---- MATERIAL FOR THE TASK

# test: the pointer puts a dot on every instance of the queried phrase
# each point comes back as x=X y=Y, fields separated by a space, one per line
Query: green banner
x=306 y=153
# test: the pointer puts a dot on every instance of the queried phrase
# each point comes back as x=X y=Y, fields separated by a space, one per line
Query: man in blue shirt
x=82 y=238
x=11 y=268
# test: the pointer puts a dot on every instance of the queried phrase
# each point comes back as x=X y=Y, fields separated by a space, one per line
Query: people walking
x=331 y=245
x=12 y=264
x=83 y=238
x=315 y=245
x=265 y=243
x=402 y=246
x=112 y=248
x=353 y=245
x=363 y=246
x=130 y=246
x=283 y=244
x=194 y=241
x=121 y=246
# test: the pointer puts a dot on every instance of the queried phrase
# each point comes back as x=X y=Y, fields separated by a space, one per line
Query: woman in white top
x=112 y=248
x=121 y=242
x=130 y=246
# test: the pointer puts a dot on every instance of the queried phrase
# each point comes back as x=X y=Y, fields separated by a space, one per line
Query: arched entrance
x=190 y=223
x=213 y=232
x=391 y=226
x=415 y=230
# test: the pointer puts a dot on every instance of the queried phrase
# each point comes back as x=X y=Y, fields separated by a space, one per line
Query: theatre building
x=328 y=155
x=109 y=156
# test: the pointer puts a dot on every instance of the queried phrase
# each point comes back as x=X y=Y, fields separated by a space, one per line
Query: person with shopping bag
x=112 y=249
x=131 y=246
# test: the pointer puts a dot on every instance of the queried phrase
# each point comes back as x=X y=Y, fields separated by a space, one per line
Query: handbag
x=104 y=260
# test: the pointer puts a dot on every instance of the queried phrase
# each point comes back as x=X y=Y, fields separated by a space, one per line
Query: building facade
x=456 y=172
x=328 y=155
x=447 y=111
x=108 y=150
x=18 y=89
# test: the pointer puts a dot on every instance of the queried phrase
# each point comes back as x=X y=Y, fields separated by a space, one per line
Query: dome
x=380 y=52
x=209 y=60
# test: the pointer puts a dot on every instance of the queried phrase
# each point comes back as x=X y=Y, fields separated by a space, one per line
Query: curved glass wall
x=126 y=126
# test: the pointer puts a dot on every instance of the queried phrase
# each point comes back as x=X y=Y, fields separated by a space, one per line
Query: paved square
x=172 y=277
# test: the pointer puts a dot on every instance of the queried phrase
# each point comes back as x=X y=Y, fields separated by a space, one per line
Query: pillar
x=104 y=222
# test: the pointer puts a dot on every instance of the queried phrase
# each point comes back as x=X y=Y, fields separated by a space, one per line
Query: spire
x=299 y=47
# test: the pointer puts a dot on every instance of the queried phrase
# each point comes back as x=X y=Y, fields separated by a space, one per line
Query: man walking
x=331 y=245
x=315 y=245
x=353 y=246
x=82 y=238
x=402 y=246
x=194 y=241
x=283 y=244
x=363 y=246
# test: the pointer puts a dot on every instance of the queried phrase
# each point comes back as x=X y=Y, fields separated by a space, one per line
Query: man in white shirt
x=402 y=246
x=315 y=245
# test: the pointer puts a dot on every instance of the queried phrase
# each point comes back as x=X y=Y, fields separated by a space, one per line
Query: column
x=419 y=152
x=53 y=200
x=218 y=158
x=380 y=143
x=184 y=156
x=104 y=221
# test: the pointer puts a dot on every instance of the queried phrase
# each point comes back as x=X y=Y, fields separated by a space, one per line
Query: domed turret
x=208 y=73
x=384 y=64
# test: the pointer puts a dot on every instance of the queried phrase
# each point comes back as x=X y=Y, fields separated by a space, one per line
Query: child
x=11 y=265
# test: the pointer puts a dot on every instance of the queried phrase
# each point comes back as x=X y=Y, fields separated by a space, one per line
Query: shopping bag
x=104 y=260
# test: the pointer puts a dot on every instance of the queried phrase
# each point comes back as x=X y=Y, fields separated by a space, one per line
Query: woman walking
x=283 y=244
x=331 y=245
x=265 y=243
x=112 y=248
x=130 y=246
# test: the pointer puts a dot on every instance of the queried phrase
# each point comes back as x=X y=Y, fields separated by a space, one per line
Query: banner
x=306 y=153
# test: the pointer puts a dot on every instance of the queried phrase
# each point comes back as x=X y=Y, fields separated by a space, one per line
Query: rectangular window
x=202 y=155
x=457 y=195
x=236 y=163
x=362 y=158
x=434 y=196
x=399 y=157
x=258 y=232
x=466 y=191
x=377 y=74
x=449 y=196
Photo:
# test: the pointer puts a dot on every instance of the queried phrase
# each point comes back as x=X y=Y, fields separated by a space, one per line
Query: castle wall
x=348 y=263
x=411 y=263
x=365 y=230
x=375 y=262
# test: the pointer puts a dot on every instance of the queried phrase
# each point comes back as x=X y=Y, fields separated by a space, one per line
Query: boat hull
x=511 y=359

--------

WORK INSTRUCTIONS:
Copy the material above verbatim.

PROBLEM SOLUTION:
# test: the pointer puts a dot on every instance of the queried phrase
# each point comes back as x=X y=Y, fields separated by a space, one per line
Query: green banner
x=306 y=153
# test: the pointer puts a dot on every instance of the queried phrase
# each point comes back as x=X y=Y, fields separated by a space, one per line
Query: man in blue shirt
x=82 y=238
x=11 y=268
# test: the pointer puts a dot on every instance of the queried phrase
# each point comes back as x=X y=Y, fields separated by a space, one per line
Query: people walking
x=331 y=245
x=12 y=264
x=83 y=238
x=315 y=245
x=265 y=243
x=402 y=246
x=112 y=248
x=353 y=245
x=363 y=246
x=130 y=246
x=283 y=244
x=194 y=241
x=121 y=246
# test: the pointer puts a dot on every instance of the queried phrase
# each point comes back as x=X y=Y, fields separated by a space, one per line
Query: woman in white top
x=112 y=248
x=121 y=242
x=130 y=246
# test: the pointer puts a dot on every instance of the queried phrase
# each point comes back as x=X y=Y, fields separated by a space, one per line
Query: arched entrance
x=190 y=223
x=213 y=232
x=391 y=226
x=415 y=230
# test: the pointer puts a dot on every instance of the queried phrase
# each point comes back as x=X y=Y, fields separated by a space, one per line
Query: theatre building
x=328 y=155
x=109 y=156
# test: the pointer puts a dot on every instance of the queried phrase
# each point comes back as x=X y=Y, fields separated by a space, one per line
Query: person with shopping bag
x=112 y=249
x=131 y=246
# test: the pointer puts a dot on every instance of the queried phrase
# each point comes back as x=X y=Y, fields separated by a space, one per line
Query: handbag
x=104 y=260
# test: the pointer puts a dot on every instance of the queried phrase
# each point comes back as x=X y=Y, fields separated by a space, one per line
Query: building facade
x=456 y=172
x=328 y=155
x=447 y=111
x=108 y=150
x=18 y=89
# test: the pointer puts a dot on every instance of the queried phrase
# each point comes back as x=X y=Y, fields separated by a space, one per line
Query: dome
x=380 y=52
x=209 y=60
# test: the pointer puts a dot on every instance of the queried phrase
# each point comes back as x=X y=Y, fields separated by a space, one per line
Query: curved glass wall
x=126 y=126
# test: the pointer puts a dot on every instance of the queried phrase
# each point comes back as x=X y=Y, fields separated by a space, one per line
Query: paved square
x=172 y=277
# test: the pointer puts a dot on every instance of the queried phrase
# each point comes back as x=X y=Y, fields separated by a space, one per line
Query: pillar
x=104 y=222
# test: the pointer puts a dot on every instance of the queried phrase
# each point comes back as x=X y=Y, fields separated by a space, one per line
Query: spire
x=299 y=47
# test: the pointer puts a dot on every instance of the queried phrase
# each point comes back as x=X y=Y, fields separated by a space, one per line
Query: man walking
x=331 y=245
x=315 y=245
x=353 y=246
x=82 y=238
x=402 y=246
x=194 y=241
x=283 y=244
x=363 y=246
# test: the pointer puts a dot on every instance of the queried phrase
# each point comes back as x=X y=Y, fields separated by a space, one per line
Query: man in white shirt
x=402 y=246
x=315 y=245
# test: the pointer puts a dot on every instance of the queried phrase
# each point comes back as x=X y=Y, fields separated by a space, one per line
Query: column
x=419 y=152
x=53 y=200
x=218 y=158
x=380 y=143
x=184 y=156
x=104 y=221
# test: the pointer puts a dot on every instance of the queried phrase
# each point comes back as x=X y=Y, fields separated by a space, one per line
Query: domed turret
x=208 y=73
x=384 y=64
# test: the pointer puts a dot on every instance of the queried phrase
# each point comes back as x=X y=Y, fields separated by a space, one per line
Query: child
x=11 y=265
# test: the pointer puts a dot on every instance of the queried phrase
# each point comes back as x=X y=Y, fields separated by a space, one per line
Query: shopping bag
x=104 y=260
# test: the pointer puts a dot on every instance of the queried phrase
# each point comes back as x=X y=Y, fields separated by a space, one per line
Query: woman walking
x=283 y=244
x=331 y=245
x=265 y=243
x=112 y=248
x=130 y=246
# test: the pointer puts a dot on every instance of the queried phrase
# each point comes back as x=X y=Y, fields separated by a space, one per line
Query: banner
x=306 y=153
# test: the pointer puts a dot on every instance of the queried phrase
# each point comes back as x=X y=Y, fields separated by a space, one per line
Query: rectangular window
x=202 y=155
x=457 y=195
x=236 y=163
x=362 y=158
x=434 y=196
x=399 y=157
x=258 y=232
x=466 y=191
x=377 y=74
x=449 y=196
Photo:
# test: the pointer puts a dot on every instance of the queried phrase
# each point comes back as x=X y=Y, fields separated by a space, one per line
Query: castle wall
x=348 y=263
x=411 y=263
x=365 y=230
x=375 y=262
# test: the pointer puts a dot on every instance of the queried phrase
# each point comes back as x=X y=Y, fields separated by a space, one per line
Query: boat hull
x=511 y=359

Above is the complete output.